Resume the article on the band Weapon of Choice, picking up right after its final sentence.

Extract to read ->

-- -- --

- Genre: Nutmeg
- Years active: 1992–present
- Labels: Loosegroove, Nuttsactor 5, Funk To The Max, Ter a Terre
- Members: Lonnie "Meganut" Marshall Spankie Marc Rey Lamont Sydnor Elizabeth Lea John Kirby
- Past members: Keefus Ciancia Finn Hammer Tom-bone Ralls Scott Garrett Audra Cunningham Jellybean Derek "D-Rek" Pierce Mark Cross Gabby Lang Mary Harris Arik Marshall James Gray Zack Najors Trevor Lawrence Todd Simon Tracy Wannomae

= Weapon of Choice (band) =

American funk band

Weapon of Choice is a band from Los Angeles fronted by bass player Lonnie Marshall. They play a mixture of rock, alternative, funk, hip hop, jazz and reggae which Marshall dubbed "Nutmeg". Others refer to their music as P-Funk style music.

The band was created after the breakup of Marshall's previous band 'Marshall Law' (which included his guitarist brother Arik Marshall, short-term member of Red Hot Chili Peppers in 1992-93). The band signed with Stone Gossard's record label Loosegroove after he saw a video for Marshall Law's Uppity Yuppity. The band went to Seattle and recorded their first album Nut-Meg Sez "Bozo the Town" which was released in 1994. They released two more albums with Loosegroove, Highperspice in 1996 and Nutmeg Phantasy in 1998. The later record was compilation released as benefit album for musical instruments in schools. When Loosegrove folded Weapon of Choice were left without a record company.

-- -- --

Material supplied ->
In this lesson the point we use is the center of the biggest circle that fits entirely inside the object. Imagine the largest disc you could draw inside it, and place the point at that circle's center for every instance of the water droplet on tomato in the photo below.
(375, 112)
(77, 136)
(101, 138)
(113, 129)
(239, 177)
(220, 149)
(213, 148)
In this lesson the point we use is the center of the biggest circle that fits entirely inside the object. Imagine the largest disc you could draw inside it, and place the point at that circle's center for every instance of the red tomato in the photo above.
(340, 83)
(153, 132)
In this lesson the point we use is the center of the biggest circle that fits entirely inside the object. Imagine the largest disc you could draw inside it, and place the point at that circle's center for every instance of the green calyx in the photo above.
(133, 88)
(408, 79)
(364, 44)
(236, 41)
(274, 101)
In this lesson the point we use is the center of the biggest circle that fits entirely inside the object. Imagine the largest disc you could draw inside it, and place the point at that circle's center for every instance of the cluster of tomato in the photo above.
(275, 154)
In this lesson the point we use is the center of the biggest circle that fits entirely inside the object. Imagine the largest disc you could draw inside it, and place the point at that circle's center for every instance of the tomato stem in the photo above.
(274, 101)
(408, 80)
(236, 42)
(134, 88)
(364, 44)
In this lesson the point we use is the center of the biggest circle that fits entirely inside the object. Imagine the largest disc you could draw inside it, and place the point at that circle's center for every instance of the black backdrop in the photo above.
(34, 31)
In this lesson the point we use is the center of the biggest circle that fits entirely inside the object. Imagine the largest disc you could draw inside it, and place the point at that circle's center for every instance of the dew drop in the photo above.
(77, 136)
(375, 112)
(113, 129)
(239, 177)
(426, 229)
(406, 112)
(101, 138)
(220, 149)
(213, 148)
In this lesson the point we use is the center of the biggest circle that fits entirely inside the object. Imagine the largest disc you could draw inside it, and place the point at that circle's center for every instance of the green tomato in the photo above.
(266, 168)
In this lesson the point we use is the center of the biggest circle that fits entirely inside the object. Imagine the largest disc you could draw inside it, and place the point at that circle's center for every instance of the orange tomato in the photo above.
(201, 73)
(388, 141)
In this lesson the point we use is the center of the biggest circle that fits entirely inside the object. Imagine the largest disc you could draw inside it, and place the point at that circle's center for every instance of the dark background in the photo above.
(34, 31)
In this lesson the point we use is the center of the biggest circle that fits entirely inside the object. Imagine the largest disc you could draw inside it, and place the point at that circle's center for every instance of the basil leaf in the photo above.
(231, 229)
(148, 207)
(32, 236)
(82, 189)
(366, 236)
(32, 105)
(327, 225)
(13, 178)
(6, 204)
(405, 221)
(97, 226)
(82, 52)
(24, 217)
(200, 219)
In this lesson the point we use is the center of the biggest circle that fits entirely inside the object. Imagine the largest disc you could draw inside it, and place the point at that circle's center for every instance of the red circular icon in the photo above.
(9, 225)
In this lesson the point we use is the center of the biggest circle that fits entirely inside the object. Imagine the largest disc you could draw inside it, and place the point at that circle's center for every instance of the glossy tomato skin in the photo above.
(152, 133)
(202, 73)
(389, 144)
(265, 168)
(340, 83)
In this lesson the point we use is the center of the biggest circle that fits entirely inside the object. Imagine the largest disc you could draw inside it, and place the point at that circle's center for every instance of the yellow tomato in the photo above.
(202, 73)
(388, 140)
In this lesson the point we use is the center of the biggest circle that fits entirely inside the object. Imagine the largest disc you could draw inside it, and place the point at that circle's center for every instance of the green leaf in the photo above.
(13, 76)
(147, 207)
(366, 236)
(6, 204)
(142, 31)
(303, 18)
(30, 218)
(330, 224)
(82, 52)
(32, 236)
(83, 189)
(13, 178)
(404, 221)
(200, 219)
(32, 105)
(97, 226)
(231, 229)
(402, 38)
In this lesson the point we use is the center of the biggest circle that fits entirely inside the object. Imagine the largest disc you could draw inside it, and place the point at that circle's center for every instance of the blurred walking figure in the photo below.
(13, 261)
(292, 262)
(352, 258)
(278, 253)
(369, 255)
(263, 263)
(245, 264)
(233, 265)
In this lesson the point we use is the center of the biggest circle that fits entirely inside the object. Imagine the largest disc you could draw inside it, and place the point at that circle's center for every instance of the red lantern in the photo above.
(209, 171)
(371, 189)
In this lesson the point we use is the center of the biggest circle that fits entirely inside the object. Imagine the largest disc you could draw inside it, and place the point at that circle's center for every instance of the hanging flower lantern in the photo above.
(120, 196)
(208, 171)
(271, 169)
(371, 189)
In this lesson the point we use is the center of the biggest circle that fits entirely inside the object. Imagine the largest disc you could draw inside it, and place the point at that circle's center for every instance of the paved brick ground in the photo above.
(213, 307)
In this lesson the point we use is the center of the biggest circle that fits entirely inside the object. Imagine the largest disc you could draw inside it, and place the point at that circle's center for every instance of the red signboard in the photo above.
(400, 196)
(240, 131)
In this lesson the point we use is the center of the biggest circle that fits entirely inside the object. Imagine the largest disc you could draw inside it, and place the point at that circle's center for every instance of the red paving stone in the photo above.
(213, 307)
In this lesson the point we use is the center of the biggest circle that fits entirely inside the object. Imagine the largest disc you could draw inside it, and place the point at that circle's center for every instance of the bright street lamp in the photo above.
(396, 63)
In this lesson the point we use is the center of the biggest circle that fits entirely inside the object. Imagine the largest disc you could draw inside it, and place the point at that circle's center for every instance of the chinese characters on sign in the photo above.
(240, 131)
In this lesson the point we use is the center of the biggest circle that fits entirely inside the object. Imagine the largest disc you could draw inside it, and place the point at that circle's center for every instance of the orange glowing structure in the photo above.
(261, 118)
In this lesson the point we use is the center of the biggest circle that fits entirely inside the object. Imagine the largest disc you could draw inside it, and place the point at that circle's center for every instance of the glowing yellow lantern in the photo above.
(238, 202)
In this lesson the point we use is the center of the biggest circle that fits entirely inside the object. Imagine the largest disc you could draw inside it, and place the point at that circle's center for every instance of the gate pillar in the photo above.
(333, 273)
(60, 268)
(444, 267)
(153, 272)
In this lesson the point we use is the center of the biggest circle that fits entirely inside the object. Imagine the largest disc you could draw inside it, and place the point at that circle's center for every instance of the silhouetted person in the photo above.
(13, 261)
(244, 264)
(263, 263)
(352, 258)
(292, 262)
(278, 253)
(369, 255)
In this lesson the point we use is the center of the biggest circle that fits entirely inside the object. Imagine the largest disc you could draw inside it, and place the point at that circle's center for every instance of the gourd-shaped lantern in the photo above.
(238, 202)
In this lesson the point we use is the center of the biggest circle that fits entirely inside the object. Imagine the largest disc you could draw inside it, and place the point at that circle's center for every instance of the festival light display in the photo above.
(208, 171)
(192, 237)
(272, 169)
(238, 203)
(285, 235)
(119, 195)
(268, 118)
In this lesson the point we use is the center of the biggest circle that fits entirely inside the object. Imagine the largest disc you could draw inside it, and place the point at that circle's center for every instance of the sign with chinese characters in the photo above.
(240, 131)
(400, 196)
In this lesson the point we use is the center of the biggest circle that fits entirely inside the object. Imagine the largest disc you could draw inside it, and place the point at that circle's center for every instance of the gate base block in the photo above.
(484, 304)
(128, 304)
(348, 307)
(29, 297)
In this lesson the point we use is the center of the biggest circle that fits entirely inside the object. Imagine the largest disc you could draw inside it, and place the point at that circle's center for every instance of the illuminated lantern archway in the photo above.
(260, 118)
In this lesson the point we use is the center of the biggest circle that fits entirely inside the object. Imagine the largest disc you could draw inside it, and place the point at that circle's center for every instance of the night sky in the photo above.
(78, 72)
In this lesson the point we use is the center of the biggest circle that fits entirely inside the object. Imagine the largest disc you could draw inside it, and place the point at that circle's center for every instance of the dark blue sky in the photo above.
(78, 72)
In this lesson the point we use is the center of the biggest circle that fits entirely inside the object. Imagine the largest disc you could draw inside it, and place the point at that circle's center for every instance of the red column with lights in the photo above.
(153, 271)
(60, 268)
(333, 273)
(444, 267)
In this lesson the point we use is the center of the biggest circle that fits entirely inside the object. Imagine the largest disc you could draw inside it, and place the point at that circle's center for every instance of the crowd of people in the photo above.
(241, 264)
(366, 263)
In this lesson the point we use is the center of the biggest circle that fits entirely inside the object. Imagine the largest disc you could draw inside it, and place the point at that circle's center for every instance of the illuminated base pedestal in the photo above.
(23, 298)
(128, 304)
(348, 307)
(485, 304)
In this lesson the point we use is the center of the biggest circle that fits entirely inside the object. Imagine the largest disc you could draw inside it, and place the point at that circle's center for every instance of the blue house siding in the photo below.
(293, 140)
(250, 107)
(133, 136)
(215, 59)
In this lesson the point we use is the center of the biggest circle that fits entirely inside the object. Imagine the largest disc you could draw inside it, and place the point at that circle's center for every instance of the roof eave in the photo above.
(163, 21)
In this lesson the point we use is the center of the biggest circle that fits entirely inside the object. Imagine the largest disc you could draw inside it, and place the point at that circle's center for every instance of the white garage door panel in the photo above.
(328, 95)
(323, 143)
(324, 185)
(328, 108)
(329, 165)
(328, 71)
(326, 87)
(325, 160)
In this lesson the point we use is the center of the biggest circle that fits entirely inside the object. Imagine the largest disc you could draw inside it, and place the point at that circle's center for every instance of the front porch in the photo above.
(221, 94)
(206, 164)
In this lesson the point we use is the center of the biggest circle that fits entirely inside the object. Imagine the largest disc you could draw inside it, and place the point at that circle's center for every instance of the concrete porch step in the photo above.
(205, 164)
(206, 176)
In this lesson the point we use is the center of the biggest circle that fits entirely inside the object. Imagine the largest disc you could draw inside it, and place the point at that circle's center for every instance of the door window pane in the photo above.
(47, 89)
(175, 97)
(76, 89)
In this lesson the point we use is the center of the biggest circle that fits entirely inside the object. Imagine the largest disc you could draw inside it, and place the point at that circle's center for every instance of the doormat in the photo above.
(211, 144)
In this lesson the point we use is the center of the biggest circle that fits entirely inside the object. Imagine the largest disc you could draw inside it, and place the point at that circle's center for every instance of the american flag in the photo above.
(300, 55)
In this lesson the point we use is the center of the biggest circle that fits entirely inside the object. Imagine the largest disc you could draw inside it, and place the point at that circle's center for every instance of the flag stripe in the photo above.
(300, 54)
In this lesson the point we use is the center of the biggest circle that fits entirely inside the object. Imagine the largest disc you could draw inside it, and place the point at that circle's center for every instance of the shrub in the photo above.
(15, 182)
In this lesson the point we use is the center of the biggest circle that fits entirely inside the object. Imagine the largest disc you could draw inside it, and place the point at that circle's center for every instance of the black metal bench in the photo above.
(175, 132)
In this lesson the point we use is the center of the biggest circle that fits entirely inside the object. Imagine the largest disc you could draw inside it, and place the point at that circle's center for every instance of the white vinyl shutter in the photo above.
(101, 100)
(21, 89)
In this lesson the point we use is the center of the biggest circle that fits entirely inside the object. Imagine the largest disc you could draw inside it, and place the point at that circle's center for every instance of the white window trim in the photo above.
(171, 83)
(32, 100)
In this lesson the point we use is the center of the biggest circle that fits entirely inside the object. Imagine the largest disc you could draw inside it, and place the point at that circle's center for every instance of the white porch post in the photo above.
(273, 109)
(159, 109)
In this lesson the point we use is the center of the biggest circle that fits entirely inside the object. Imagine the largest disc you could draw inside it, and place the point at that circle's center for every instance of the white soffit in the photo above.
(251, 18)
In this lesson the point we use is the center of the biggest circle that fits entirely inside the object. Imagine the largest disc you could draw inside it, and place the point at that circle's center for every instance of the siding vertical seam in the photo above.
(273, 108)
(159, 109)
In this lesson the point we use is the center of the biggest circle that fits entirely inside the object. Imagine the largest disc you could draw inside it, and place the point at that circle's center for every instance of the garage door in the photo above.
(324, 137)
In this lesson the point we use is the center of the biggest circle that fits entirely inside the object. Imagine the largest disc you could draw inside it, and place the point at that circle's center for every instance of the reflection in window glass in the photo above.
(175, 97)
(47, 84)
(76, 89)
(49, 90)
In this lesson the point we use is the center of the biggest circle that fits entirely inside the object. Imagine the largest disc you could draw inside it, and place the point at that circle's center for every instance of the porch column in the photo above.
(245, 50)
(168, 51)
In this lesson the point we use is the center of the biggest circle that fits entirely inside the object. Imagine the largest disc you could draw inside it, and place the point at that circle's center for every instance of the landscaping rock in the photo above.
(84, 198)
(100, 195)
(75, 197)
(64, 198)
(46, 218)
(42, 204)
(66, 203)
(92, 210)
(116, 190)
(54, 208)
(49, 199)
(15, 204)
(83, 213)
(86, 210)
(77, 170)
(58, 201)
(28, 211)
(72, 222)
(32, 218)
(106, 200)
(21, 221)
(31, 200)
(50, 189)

-- -- --

Exercise answer ->
A version of the band's song "Nutty Nut-Meg Phantasy", titled "My Nutmeg Phantasy" appears on her 2001 album, The Id. Gray's version features various members of Weapon of Choice, including Marshall, performing on the track. The Tom Morello mix of "My Nutmeg Phantasy" was also included on the soundtrack to the 2002 film Spider-Man. Gray is also seen performing the song in the film.

In 2002 they released Illoominutty (recorded in 1997) on Fishbone's independent label Nuttsactor 5. In 2004 Funk To The Max and Ter a Terre put out another compilation album Color Me Funky.

The band dissolved with various members moving on to work on their own projects.

==Members==
- Lonnie "Meganut" Marshall (bass, lead vocals)
- Spankie (vocals, bellydance, hiptonite)
- Marc Rey (guitar)
- Lamont Sydnor (drums)
- Elizabeth Lea (trombone, vocals)
- John Kirby (keys, talkbox)

==Discography==
Albums
- Nut-Meg Sez "Bozo the Town" (1994) Loosegroove / Sony
- Highperspice (1996) Loosegroove / Sony 550
- Nutmeg Phantasy (1998) Loosegroove, Compil.
- Illoominutty (2001) Nuttsactor 5
- Color Me Funky (2003) Funk To The Max, Ter a Terre, Compil. and 3 new tracks
- Meganut's WOC Party (2013)
- rEAllyRelEVANt (2013)
- tiMelESs (2013)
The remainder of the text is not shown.